- [TASK PROMPT] Repeat every record below exactly as it appears.

-- -- --

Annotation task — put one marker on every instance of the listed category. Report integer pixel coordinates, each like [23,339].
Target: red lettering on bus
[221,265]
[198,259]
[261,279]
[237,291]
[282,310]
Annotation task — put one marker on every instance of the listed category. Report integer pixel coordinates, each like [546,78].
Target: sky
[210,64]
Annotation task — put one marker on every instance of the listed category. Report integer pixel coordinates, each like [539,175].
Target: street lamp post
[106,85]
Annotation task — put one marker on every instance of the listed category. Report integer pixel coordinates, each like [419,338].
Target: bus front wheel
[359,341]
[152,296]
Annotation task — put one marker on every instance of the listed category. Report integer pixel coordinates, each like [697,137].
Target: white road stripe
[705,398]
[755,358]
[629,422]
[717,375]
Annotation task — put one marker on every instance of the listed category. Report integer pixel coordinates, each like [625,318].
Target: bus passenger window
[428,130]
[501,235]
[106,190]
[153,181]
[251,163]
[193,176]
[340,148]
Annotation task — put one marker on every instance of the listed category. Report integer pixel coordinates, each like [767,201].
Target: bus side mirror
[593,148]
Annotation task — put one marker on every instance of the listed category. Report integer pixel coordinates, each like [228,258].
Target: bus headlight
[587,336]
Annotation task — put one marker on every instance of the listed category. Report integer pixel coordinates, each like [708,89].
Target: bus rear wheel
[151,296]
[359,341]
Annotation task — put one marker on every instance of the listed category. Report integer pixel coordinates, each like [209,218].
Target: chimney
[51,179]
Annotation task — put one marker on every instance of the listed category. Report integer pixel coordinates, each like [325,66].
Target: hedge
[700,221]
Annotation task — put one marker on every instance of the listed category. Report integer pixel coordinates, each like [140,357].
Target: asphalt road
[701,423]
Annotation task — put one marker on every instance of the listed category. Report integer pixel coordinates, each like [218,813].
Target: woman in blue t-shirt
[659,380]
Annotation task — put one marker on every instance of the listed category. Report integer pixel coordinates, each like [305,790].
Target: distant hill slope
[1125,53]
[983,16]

-- -- --

- [CORRECT ANSWER]
Annotation task — put one marker on every instance of the listed category. Report integer pixel coordinates, each like [23,339].
Target: red lettering on bus
[221,265]
[198,259]
[261,279]
[237,291]
[282,310]
Annotation task — put one marker on every instance of the listed category. Report integer pixel coordinates, each like [546,78].
Target: sky
[210,64]
Annotation task — put one marker on every instance of the listed category. Report integer pixel coordinates, each like [539,175].
Target: street lamp post
[106,85]
Annotation task — put one marker on every instance of the listed category. Report integer pixel coordinates, each like [419,338].
Target: bus front wheel
[359,341]
[152,296]
Annotation task — put one marker on every instance of the listed category. Report integer pixel coordinates, each like [697,137].
Target: white road stripe
[705,398]
[755,358]
[629,422]
[717,375]
Annotation task — put one marker on every instance of the listed category. Report integer pixel coordinates, each like [625,318].
Target: bus passenger window
[428,130]
[501,235]
[106,190]
[153,181]
[251,163]
[193,176]
[340,148]
Annotation task — put one marker on every instance of the listed category. Report integer pixel coordinates, each like [767,201].
Target: bus side mirror
[593,148]
Annotation task — put one marker on every instance of the listed category. Report integer pixel coordinates, each like [228,258].
Target: bus headlight
[587,336]
Annotation task — put one marker on every instance of the listed category. Report integer pixel coordinates, each like [708,89].
Target: bus rear wheel
[151,296]
[359,341]
Annotation task — put one marker on every instance of the listed category. Report integer pixel coordinates, each like [209,218].
Target: chimney
[51,179]
Annotation task — put one marker on every instance of the listed category. Report integer pixel coordinates, each like [325,66].
Target: hedge
[700,221]
Annotation task — put one marker on every instance of the listed category. Report integer pixel coordinates, each like [140,357].
Target: asphalt road
[701,423]
Annotation task — put one marker on every instance of the listed category. Report integer pixel coordinates, each like [218,813].
Target: woman in blue t-shirt
[659,380]
Annotation task — put one marker on every instance of the listed category. Report integer pixel coordinates, each like [305,790].
Target: distant hill slope
[1125,53]
[983,16]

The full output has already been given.